• _Verilen Metin_:
_____
Merkez Bankası Başkanı kim olursa olsun kur rejimi değişmeyecek

Güncelleme Tarihi:

Merkez Bankası Başkanı kim olursa olsun kur rejimi değişmeyecek
Oluşturulma Tarihi: Mart 27, 2006 00:00

Devlet Bakanı ve Başmüzakereci Ali Babacan, Merkez Bankası Başkanı kim olursa olsun başta kur rejimi olmak üzere temel politikaların asla değişmeyeceğini söyledi. Babacan, "Bugün hiç kimse Merkez Bankası’nın kredibilitesini sorgulamaya çalışmasın" dedi.

DEVLET Bakanı ve Başmüzakereci Ali Babacan, Merkez Bankası Başkanı kim olursa olsun, kur rejimi, sermaye hareketleri serbestisi, fiyat istikrarı, Merkez Bankası’nın araç bağımsızlığı gibi temel politikaların asla değişmeyeceğini söyledi. Ali Babacan, "Bugün hiç kimse Merkez Bankası’nın kredibilitesini sorgulamaya çalışmasın" dedi. Babacan, Merkez Bankası Başkanı kim olursa olsun, temel politikaların asla değişmeyeceğini vurgulayarak şöyle devam etti:

SERBESTLİK DEĞİŞMEZ: "Türkiye’de serbest kur rejimi vardır, bu asla değişmeyecektir. Türkiye’de sermaye hareketleri tamamen serbesttir, bu asla değişmeyecektir. Merkez Bankası’nın temel önceliği fiyat istikrarıdır, bu asla değişmeyecektir. Merkez Bankası’nın araç bağımsızlığı vardır, bu asla değişmeyecektir. Bunlar bizim temel politikalarımızdır. Sayın Başbakanımız bunları defalarca vurguluyor. Ben Merkez Bankası’nın ilgili Bakanı olarak bunlara defalarca vurgu yapıyorum. Falanca şöyle diyor, filanca böyle diyor, biz bunları dikkate almıyoruz, ısrarla doğru bildiğimiz yolda ilerliyoruz. Nasıl 3,5 yıldır her söz verdiğimizi yapıyor isek, bu politikalar da aynen böyle devam edecek. Biz bunca başarıdan sonra niçin macera peşine düşelim? Kendimizi kendi ayağımızdan neden vuralım? İhtiyatlı olmak zorundayız, dikkatli olmak zorundayız. Zaman rahatlama zamanı değil. Zaman gevşeme zamanı hiç değil."
_____
• _Sağlanan Malzeme_:

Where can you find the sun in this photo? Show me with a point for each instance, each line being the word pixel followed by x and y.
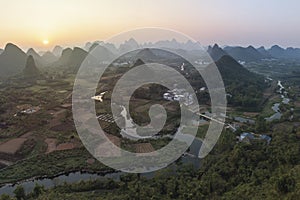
_____
• _Yönergeler_:
• a. Merkez Bankası haberine göre aşağıdaki soruları yanıtlayın:
(i) Haberin oluşturulma tarihi nedir?
(ii) Ali Babacan hangi iki unvanla anılıyor?
(iii) Babacan'a göre Merkez Bankası'nın temel önceliği nedir?
• b. Merkez Bankası haberini son cümlesinden sonraki bölümle sürdürün.

• _Görev Yanıtları_:
• a.
(i) Mart 27, 2006 00:00
(ii) Devlet Bakanı ve Başmüzakereci
(iii) Fiyat istikrarı

• b.
ENFLASYONA ETKİSİ: Babacan, yeni Merkez Bankası Başkanı’nın seçimine ilişkin sürecin, para politikası ve enflasyonla mücadeleye hiçbir olumsuz etkisinin olmayacağını söyledi. Babacan, sözlerini şöyle sürdürdü "Süreçte hiçbir sapma yok, hiç bir aksama yok, tamamen Anayasa, yasalar ve diğer düzenlemeler çerçevesinde bir atama süreci içindeyiz. Halen Merkez Bankamız Doç. Dr. Erdem Başçı’nın liderliğinde tüm fonksiyonlarını eksiksiz olarak icra etmektedir. Ayrıca programda, para politikasında ya da enflasyonla mücadelede bir sapma bekleyen varsa boşuna bekler. Özellikle mali disiplin ve para politikası konusunda hassasiyetimizi artık ulusal ya da uluslararası tüm muhataplarımız, bizi takip eden herkes biliyor."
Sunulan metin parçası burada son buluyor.